(Named-object pointing records)
— START —

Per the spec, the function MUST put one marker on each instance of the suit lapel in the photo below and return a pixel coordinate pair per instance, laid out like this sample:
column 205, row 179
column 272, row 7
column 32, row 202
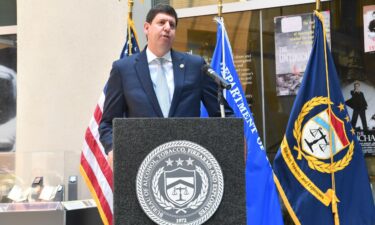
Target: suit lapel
column 143, row 73
column 178, row 62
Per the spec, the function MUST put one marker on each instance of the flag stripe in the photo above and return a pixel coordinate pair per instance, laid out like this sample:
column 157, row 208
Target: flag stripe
column 99, row 157
column 104, row 206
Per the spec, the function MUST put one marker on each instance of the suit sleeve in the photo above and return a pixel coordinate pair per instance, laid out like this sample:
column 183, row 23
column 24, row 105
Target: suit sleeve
column 114, row 107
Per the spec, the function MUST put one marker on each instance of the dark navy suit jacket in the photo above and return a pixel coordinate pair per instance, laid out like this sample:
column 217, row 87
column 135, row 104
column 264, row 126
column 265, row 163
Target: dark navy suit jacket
column 130, row 92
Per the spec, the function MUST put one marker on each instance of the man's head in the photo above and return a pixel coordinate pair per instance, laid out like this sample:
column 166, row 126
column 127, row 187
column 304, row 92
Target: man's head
column 356, row 85
column 160, row 29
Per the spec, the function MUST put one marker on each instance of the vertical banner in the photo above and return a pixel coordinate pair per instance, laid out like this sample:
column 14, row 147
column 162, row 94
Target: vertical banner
column 369, row 27
column 293, row 43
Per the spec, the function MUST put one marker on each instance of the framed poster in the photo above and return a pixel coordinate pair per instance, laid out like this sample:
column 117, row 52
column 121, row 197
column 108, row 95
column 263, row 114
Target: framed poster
column 293, row 43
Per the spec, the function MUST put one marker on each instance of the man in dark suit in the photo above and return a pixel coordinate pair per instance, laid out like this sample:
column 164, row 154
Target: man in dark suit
column 133, row 89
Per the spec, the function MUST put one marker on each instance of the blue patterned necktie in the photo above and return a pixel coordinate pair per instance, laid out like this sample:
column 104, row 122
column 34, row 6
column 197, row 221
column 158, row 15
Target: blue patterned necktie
column 161, row 88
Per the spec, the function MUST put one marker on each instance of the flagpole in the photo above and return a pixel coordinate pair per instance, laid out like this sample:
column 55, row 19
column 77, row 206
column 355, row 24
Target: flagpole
column 334, row 198
column 130, row 15
column 317, row 5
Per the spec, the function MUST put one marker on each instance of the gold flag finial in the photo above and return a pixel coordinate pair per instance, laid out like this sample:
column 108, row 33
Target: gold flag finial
column 130, row 4
column 220, row 7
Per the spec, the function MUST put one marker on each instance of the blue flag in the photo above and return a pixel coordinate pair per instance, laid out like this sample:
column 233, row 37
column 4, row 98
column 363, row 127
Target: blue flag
column 262, row 203
column 320, row 167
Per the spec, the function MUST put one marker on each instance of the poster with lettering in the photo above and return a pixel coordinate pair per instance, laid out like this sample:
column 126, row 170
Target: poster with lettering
column 369, row 27
column 293, row 43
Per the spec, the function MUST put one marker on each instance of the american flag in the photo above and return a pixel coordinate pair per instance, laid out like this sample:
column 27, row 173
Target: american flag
column 94, row 165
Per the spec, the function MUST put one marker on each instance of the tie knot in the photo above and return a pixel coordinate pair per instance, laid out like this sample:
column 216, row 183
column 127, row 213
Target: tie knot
column 160, row 61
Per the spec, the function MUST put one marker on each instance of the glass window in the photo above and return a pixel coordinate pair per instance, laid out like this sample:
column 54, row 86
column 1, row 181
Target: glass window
column 178, row 4
column 353, row 63
column 8, row 69
column 8, row 12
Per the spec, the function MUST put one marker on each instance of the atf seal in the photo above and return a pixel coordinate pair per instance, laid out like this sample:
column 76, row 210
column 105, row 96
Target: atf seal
column 179, row 182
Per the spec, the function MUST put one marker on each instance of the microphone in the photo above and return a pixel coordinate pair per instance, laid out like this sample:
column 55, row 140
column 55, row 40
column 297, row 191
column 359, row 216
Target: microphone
column 218, row 79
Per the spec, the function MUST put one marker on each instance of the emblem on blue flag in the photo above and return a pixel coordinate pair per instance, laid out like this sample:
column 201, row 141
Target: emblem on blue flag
column 320, row 168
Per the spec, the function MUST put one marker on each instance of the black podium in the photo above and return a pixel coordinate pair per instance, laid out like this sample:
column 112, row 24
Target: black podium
column 135, row 139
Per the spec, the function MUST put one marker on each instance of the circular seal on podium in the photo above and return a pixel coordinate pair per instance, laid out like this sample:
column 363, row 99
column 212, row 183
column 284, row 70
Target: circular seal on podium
column 179, row 182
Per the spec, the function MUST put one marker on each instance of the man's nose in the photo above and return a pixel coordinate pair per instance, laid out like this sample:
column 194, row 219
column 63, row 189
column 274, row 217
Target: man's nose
column 167, row 26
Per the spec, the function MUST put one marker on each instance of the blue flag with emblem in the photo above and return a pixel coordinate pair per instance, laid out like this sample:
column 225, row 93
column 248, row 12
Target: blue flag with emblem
column 320, row 169
column 262, row 203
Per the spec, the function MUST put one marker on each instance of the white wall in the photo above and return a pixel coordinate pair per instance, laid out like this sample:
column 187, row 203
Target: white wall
column 65, row 52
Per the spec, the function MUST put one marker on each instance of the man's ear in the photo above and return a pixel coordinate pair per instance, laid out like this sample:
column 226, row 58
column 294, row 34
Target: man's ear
column 146, row 26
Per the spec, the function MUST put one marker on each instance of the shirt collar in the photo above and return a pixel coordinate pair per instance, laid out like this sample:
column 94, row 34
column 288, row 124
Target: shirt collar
column 151, row 56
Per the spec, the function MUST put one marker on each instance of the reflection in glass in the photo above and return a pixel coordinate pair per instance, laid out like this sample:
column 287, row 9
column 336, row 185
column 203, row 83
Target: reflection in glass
column 8, row 96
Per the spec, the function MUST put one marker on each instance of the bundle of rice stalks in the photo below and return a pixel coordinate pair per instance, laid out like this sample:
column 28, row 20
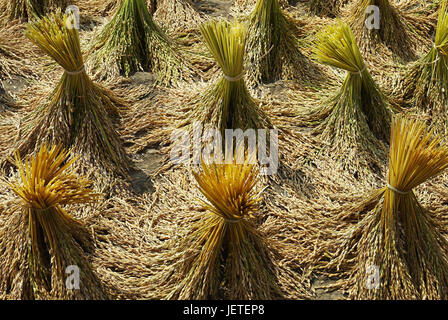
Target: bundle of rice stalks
column 425, row 85
column 29, row 9
column 178, row 16
column 41, row 244
column 399, row 31
column 79, row 113
column 272, row 49
column 225, row 255
column 404, row 243
column 133, row 42
column 357, row 118
column 5, row 100
column 228, row 103
column 15, row 56
column 329, row 8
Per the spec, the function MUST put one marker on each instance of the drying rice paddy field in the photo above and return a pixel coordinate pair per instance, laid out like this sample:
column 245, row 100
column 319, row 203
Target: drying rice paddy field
column 96, row 100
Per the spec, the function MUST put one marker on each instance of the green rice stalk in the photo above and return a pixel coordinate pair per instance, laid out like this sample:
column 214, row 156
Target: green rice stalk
column 272, row 51
column 397, row 31
column 41, row 239
column 356, row 119
column 179, row 17
column 228, row 104
column 133, row 42
column 330, row 8
column 425, row 85
column 79, row 113
column 393, row 231
column 224, row 249
column 28, row 9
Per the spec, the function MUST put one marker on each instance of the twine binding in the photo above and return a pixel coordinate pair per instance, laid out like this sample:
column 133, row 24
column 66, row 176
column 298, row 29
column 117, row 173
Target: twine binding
column 241, row 75
column 75, row 73
column 396, row 190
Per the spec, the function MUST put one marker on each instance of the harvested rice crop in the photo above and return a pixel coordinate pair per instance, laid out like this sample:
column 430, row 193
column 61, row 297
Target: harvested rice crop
column 41, row 241
column 272, row 51
column 227, row 104
column 357, row 117
column 224, row 247
column 29, row 9
column 397, row 30
column 330, row 8
column 396, row 234
column 132, row 42
column 425, row 85
column 79, row 113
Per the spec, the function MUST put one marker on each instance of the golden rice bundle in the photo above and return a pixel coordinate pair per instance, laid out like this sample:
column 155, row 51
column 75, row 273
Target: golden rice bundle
column 356, row 119
column 41, row 243
column 272, row 49
column 29, row 9
column 425, row 85
column 224, row 255
column 394, row 234
column 133, row 42
column 79, row 113
column 228, row 104
column 399, row 31
column 15, row 56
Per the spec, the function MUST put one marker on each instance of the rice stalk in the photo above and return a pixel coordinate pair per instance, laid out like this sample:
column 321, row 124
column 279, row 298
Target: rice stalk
column 356, row 119
column 133, row 42
column 227, row 104
column 15, row 56
column 329, row 8
column 29, row 9
column 6, row 102
column 394, row 233
column 79, row 113
column 425, row 84
column 272, row 51
column 399, row 31
column 224, row 248
column 41, row 240
column 179, row 17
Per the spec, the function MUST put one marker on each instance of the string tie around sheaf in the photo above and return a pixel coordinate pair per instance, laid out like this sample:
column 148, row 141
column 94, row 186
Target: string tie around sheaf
column 403, row 193
column 241, row 75
column 75, row 73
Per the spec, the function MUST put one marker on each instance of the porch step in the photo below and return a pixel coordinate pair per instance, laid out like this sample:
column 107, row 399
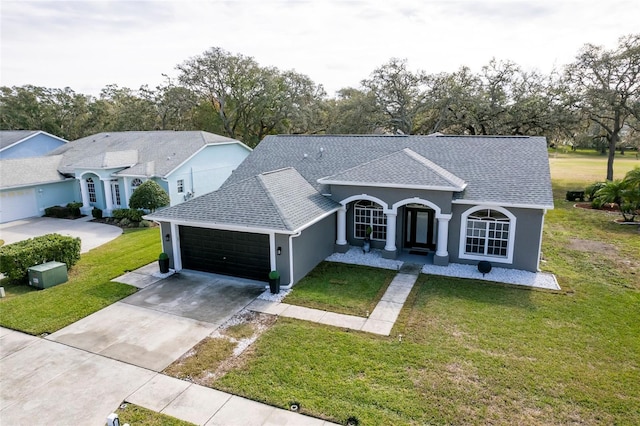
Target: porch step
column 411, row 268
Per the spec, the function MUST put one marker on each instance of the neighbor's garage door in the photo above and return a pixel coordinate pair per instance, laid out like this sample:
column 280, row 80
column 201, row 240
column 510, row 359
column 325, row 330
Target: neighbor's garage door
column 18, row 204
column 240, row 254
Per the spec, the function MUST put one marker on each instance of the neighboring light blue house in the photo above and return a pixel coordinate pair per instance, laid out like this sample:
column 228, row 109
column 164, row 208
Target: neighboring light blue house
column 27, row 143
column 297, row 199
column 29, row 185
column 104, row 169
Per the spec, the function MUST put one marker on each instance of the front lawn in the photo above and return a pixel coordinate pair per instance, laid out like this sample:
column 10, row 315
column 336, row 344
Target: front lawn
column 341, row 288
column 475, row 353
column 88, row 290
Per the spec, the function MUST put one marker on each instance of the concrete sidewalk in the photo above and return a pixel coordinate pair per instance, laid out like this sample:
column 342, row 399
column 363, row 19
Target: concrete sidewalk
column 380, row 321
column 45, row 382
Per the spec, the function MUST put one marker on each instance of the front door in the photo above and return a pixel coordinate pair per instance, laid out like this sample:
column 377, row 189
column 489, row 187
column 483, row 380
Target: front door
column 115, row 193
column 418, row 228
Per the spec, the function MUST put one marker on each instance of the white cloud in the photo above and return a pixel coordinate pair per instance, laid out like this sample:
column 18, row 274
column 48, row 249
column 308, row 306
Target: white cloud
column 88, row 44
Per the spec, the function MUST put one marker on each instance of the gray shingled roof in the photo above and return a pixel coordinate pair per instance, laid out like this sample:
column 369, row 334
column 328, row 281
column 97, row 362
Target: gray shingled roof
column 401, row 169
column 9, row 137
column 510, row 170
column 165, row 149
column 280, row 200
column 30, row 171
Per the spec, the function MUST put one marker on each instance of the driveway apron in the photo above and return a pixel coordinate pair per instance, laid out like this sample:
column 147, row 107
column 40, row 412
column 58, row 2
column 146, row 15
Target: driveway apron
column 154, row 327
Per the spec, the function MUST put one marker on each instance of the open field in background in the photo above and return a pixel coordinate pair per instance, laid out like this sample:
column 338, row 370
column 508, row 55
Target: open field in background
column 580, row 170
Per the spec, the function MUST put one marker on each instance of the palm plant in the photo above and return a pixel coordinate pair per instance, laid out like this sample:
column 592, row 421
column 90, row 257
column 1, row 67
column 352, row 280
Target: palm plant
column 624, row 194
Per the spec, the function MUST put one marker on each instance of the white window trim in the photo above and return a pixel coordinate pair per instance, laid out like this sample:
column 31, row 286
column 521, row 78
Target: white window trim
column 133, row 188
column 463, row 235
column 355, row 207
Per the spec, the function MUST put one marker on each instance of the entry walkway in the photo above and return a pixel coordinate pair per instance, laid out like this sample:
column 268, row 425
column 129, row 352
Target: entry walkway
column 380, row 321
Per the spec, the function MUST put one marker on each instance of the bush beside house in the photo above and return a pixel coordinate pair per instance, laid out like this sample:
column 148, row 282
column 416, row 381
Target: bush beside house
column 149, row 196
column 17, row 258
column 70, row 211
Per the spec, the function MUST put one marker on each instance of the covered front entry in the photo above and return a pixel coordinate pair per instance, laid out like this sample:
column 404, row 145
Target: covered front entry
column 240, row 254
column 419, row 228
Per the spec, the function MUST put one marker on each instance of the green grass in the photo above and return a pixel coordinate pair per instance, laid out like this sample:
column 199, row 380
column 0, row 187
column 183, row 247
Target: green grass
column 88, row 290
column 139, row 416
column 478, row 353
column 341, row 288
column 205, row 357
column 579, row 170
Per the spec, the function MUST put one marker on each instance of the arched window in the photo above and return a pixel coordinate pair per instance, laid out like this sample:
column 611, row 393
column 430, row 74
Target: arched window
column 487, row 234
column 367, row 213
column 91, row 189
column 135, row 184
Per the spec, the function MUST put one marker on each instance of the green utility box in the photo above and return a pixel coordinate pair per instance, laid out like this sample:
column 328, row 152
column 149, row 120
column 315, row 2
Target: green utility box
column 48, row 274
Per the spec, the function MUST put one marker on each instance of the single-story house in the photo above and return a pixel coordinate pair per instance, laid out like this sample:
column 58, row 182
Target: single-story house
column 104, row 169
column 297, row 199
column 29, row 185
column 27, row 143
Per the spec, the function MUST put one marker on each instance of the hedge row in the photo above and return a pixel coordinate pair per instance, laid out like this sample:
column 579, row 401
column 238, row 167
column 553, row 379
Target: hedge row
column 17, row 258
column 134, row 215
column 70, row 210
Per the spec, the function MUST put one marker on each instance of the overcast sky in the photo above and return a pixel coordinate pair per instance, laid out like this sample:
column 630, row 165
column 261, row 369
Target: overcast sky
column 88, row 44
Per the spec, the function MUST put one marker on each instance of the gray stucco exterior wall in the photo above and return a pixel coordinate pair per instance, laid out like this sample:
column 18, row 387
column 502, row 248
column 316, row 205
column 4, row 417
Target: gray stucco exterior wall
column 526, row 244
column 313, row 246
column 392, row 195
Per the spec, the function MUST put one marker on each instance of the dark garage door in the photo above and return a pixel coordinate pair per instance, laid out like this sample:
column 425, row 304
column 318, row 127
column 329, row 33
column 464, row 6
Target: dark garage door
column 240, row 254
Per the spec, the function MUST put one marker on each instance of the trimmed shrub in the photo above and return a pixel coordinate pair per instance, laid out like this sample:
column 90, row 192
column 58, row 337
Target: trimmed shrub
column 56, row 211
column 597, row 203
column 17, row 258
column 74, row 209
column 590, row 191
column 149, row 196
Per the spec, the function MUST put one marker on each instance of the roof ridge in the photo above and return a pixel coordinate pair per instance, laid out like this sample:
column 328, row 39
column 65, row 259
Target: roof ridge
column 444, row 173
column 274, row 202
column 363, row 164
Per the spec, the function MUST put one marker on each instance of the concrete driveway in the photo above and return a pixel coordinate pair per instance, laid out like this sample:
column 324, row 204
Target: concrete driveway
column 47, row 383
column 91, row 234
column 154, row 327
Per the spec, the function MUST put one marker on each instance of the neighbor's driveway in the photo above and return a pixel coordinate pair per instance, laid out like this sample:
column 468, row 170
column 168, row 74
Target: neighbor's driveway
column 91, row 234
column 74, row 376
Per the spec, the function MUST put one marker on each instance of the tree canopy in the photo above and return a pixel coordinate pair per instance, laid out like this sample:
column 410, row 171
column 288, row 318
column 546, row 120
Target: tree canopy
column 592, row 102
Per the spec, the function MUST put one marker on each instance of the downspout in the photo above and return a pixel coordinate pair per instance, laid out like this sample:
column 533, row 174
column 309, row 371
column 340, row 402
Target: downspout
column 544, row 213
column 291, row 237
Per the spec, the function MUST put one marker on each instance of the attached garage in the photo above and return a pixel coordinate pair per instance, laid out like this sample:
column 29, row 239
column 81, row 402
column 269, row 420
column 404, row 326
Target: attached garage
column 18, row 204
column 239, row 254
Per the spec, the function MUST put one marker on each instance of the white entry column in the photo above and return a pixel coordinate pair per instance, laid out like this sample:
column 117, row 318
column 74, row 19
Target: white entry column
column 341, row 232
column 106, row 184
column 391, row 232
column 84, row 193
column 442, row 254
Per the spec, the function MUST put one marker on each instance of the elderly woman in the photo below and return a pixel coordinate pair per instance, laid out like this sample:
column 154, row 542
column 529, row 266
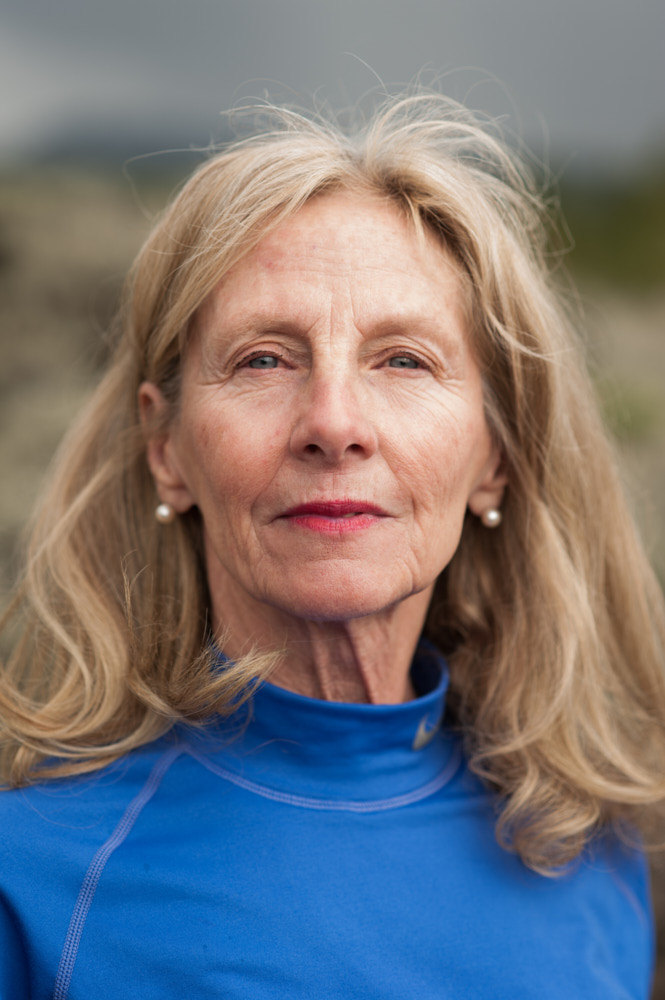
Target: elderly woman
column 346, row 432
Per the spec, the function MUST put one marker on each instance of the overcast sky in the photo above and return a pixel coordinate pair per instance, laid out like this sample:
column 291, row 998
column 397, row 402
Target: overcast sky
column 584, row 77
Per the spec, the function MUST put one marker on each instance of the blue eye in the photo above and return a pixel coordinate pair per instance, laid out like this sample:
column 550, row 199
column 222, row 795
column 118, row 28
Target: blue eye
column 263, row 361
column 403, row 361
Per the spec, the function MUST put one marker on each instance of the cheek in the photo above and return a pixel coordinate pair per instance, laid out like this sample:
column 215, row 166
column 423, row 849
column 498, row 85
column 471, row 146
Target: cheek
column 229, row 460
column 440, row 459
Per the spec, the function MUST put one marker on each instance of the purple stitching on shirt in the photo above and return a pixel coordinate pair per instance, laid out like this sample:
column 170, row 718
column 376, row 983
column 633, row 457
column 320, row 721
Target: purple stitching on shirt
column 342, row 805
column 96, row 867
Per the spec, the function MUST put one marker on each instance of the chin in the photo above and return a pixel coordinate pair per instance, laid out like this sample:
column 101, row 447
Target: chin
column 331, row 599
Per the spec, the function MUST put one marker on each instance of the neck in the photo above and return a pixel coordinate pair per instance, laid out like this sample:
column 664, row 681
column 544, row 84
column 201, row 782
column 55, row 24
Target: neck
column 363, row 659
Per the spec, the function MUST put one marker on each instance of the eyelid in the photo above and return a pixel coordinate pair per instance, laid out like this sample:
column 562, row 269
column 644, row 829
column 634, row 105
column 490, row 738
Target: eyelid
column 266, row 353
column 406, row 353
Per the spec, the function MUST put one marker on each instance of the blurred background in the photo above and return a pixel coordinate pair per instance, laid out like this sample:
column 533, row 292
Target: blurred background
column 104, row 105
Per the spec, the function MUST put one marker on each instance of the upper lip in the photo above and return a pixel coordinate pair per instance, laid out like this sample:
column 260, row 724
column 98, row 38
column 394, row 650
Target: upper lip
column 335, row 508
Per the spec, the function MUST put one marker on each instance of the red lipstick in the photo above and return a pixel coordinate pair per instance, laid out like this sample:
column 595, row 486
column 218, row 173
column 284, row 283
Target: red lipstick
column 334, row 515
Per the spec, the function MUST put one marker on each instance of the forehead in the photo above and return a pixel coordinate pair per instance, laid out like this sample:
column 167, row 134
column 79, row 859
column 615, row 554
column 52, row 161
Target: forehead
column 361, row 248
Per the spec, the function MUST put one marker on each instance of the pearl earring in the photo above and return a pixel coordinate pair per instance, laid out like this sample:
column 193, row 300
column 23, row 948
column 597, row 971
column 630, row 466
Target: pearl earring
column 491, row 517
column 164, row 513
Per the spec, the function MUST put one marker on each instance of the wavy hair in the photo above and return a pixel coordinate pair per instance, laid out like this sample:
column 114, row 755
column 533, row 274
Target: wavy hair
column 553, row 625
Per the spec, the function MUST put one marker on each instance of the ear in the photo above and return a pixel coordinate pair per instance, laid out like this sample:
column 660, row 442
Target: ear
column 489, row 489
column 161, row 449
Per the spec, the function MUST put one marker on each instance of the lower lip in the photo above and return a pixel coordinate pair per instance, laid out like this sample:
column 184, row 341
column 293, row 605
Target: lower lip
column 333, row 525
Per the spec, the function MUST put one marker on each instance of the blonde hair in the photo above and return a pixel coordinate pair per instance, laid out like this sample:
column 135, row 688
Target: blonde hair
column 553, row 624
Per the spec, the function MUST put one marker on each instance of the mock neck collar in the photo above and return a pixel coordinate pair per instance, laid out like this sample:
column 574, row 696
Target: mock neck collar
column 302, row 746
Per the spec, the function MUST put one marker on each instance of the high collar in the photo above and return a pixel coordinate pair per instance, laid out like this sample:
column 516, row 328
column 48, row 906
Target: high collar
column 337, row 751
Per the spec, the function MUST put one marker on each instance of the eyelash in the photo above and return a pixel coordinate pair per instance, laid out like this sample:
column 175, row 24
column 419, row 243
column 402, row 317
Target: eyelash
column 279, row 357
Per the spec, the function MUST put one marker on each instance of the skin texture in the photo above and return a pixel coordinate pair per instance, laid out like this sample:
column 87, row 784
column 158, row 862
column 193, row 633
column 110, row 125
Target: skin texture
column 331, row 364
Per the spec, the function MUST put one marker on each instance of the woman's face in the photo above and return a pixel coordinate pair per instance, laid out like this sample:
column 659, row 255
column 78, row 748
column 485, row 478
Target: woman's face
column 331, row 426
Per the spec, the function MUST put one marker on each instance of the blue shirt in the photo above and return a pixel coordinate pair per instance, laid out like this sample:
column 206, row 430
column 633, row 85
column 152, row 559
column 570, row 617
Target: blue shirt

— END —

> [TASK REQUIREMENTS]
Update the data starting at the line that contains "of the string" and ending at the line that contains "column 411, row 268": write those lines out again with "porch step" changed to "front step" and nothing else altered. Leave the pictures out.

> [SOLUTION TO THIS TASK]
Per the spec, the function MUST put one marker on each instance of the string tie around sheaf in the photo above and return a pixel coordinate pair per instance, laid out like this sample:
column 148, row 141
column 94, row 186
Target: string tie around sheaf
column 403, row 193
column 241, row 75
column 75, row 73
Per the spec, the function MUST put one marker on each instance of the front step in the photo below and return a pixel coordinate pair per instance, laid out like this sample:
column 107, row 399
Target: front step
column 411, row 268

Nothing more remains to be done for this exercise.